What is expected -> Update the records below by changing every "Keep to this form and nothing else" to "Answer only in this format" and keeping everything else the same. Leave the pictures out of your answer.

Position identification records
***
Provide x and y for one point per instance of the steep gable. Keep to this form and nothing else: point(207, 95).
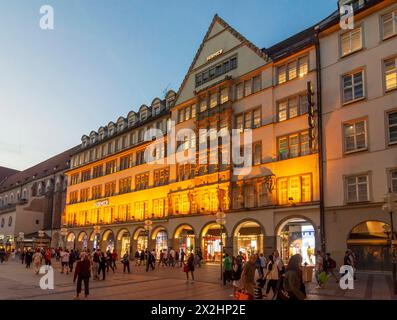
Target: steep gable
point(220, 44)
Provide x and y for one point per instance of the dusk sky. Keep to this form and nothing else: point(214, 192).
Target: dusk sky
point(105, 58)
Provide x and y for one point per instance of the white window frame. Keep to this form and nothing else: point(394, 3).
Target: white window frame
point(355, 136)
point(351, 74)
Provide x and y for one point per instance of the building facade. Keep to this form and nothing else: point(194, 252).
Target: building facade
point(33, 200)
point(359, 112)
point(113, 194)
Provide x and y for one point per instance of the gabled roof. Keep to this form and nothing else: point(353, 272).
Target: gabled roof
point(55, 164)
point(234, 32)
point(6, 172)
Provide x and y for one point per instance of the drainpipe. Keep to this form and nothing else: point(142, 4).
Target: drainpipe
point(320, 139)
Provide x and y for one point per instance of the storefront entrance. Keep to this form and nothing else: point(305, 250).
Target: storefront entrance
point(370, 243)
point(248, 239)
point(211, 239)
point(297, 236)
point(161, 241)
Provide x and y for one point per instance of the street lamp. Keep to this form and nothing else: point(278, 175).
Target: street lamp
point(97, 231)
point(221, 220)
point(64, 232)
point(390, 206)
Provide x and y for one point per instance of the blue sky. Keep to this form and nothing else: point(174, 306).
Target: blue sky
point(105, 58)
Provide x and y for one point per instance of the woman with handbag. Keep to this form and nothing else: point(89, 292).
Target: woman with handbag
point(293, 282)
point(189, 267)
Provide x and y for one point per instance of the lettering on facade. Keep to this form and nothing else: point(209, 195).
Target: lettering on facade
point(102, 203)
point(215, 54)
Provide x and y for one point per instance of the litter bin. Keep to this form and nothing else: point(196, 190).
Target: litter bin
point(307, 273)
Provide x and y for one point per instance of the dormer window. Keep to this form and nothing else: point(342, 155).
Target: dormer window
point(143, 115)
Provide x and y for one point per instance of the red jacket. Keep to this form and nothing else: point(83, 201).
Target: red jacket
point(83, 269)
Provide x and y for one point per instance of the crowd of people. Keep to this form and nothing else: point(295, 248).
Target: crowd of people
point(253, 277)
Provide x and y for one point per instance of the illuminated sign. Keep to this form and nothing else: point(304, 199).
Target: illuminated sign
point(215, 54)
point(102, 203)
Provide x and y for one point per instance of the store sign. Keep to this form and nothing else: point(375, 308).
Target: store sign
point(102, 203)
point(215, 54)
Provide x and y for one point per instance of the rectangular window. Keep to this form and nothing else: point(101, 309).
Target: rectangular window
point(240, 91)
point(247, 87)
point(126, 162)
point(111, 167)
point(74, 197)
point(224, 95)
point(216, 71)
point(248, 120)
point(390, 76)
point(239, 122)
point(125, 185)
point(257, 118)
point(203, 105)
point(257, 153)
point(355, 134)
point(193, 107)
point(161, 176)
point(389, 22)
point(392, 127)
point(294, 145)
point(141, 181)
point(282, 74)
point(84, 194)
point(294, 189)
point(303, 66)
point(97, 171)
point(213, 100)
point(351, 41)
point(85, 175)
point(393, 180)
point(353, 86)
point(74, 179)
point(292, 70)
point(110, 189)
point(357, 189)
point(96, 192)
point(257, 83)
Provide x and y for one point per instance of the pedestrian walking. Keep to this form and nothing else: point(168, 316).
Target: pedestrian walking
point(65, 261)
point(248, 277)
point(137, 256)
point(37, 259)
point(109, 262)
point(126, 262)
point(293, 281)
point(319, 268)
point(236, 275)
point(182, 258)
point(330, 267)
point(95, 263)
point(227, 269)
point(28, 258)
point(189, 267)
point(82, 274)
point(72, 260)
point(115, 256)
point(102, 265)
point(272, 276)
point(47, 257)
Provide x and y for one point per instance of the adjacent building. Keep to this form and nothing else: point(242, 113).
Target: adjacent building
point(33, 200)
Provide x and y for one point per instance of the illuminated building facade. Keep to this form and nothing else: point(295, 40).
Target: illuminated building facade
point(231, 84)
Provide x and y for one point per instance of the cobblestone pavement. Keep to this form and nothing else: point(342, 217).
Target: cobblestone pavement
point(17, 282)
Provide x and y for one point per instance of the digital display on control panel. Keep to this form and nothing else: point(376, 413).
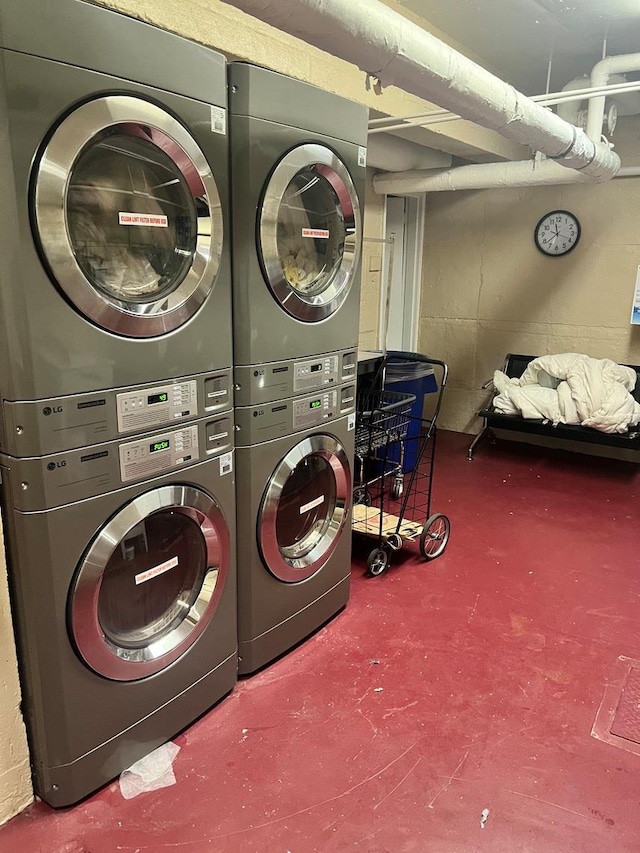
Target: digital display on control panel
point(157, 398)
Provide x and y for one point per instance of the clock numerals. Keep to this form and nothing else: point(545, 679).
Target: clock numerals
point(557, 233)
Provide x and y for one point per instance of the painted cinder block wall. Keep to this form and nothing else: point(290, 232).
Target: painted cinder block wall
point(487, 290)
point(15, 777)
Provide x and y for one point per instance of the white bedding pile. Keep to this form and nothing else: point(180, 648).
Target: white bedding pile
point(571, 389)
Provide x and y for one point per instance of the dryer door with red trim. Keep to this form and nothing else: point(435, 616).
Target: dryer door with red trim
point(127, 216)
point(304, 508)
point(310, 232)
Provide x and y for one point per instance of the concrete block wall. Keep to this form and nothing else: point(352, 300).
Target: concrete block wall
***
Expected answer ->
Provide x and y for one point per instance of the steep gable. Answer only in this format: point(207, 95).
Target: steep gable
point(220, 44)
Provide x and y for one point per instance of the dusk sky. Answer only in this format: point(214, 192).
Target: dusk sky
point(105, 58)
Provide x and y for one point per instance of the white window frame. Answer only in this format: point(394, 3).
Target: white window frame
point(355, 136)
point(351, 74)
Provide x and y for one point per instance of the building facade. Answer only in this format: point(194, 252).
Target: building facade
point(33, 200)
point(359, 112)
point(113, 194)
Provide x and y for one point per instance of the gabled roof. Answer only in this format: point(353, 272).
Target: gabled roof
point(55, 164)
point(234, 32)
point(6, 172)
Provide x and y for one point per instance of the drainpipe. Answer only in this format: point(142, 4).
Target: drainpipe
point(320, 139)
Provide x and y for one point per instance of the storefront entrance. Answer only in this format: point(305, 250).
Target: storefront entrance
point(370, 243)
point(248, 239)
point(211, 239)
point(297, 236)
point(161, 241)
Provide x and y for one point per instance of the street lamp. Answer only in this format: point(278, 175).
Target: street lamp
point(97, 231)
point(221, 220)
point(64, 232)
point(390, 206)
Provide x and y for one point per instance of the blue sky. Answer only in this format: point(174, 306).
Target: blue sky
point(105, 58)
Provide x and y for one point per instance of the woman with handbag. Answer only in this format: point(89, 292).
Target: woman with handbag
point(293, 282)
point(189, 267)
Provide x and y for one point per instance of the lettering on facade. Answer only in this format: point(209, 195).
Target: lettering on facade
point(102, 203)
point(215, 54)
Provide x and y for one point per instance of the litter bin. Answer only in this format: point(196, 190).
Target: litter bin
point(307, 273)
Provide x and y for one point per instance of the dormer window. Answer only in this format: point(342, 155).
Target: dormer window
point(143, 115)
Provide x and y for one point per instance of the red jacket. Answer only in this format: point(83, 201).
Target: red jacket
point(83, 269)
Provide x and y for one point per instance of the crowd of people. Answer only in this format: point(295, 248).
Target: crowd of people
point(253, 277)
Provide x and y for one point per instance of the illuminated sign. Answer only in this format: point(304, 199).
Target: illuminated sign
point(215, 54)
point(102, 203)
Provide x and y for one point per instance of the store sign. Answer only in this format: point(375, 308).
Target: store sign
point(102, 203)
point(215, 54)
Provide x and y for one point per instance of the rectangular window. Answer only in this format: point(101, 309).
Target: rectangular window
point(240, 91)
point(247, 87)
point(126, 162)
point(111, 167)
point(74, 197)
point(224, 95)
point(216, 71)
point(248, 120)
point(390, 76)
point(239, 122)
point(125, 185)
point(257, 118)
point(203, 105)
point(257, 153)
point(355, 134)
point(193, 107)
point(161, 176)
point(389, 22)
point(392, 127)
point(294, 145)
point(141, 181)
point(282, 74)
point(84, 194)
point(294, 189)
point(303, 66)
point(97, 171)
point(213, 100)
point(351, 41)
point(85, 175)
point(393, 180)
point(353, 86)
point(74, 179)
point(292, 70)
point(110, 189)
point(357, 189)
point(96, 192)
point(257, 83)
Provide x and y for one point per instance of the pedestrian walking. Answer only in this format: point(168, 316).
Target: pedestrian walking
point(65, 261)
point(248, 277)
point(137, 256)
point(37, 259)
point(109, 262)
point(126, 262)
point(293, 281)
point(319, 268)
point(236, 275)
point(182, 258)
point(330, 267)
point(95, 263)
point(227, 269)
point(28, 258)
point(189, 267)
point(82, 274)
point(72, 260)
point(115, 256)
point(102, 265)
point(272, 276)
point(47, 257)
Provide x and y for one point per instance of the adjacent building. Answer only in this format: point(242, 113).
Target: adjacent building
point(33, 200)
Provide x and y for one point per instance of the illuminated building facade. Answer only in this format: point(295, 40).
Target: illuminated building facade
point(231, 84)
Provide x and y for one point per instance of the cobblestone pavement. Answer only in this format: point(342, 217).
Target: cobblestone pavement
point(17, 282)
Provide x and y for one point per instance of the digital display on control panel. Answer only in this format: point(376, 413).
Target: digital display on control panel
point(157, 398)
Provide x and y for one point per instance of the clock numerals. Answer only in this format: point(545, 679).
Target: clock numerals
point(557, 233)
Provide x and y for one point per instance of the painted cinder block wall. Answer only in this format: point(290, 232).
Target: painted cinder block wall
point(487, 290)
point(15, 777)
Provide x and y for one point per instance of the white bedding pile. Answer only in this format: point(180, 648).
Target: white bedding pile
point(571, 389)
Provide x and y for one point per instance of the dryer door with red trim. Answer only in this format: point(435, 616).
Target: dryer door with red trim
point(127, 216)
point(304, 508)
point(310, 232)
Provide x and y for one point per instance of the concrete block wall. Answer only in this format: point(352, 300).
Target: concrete block wall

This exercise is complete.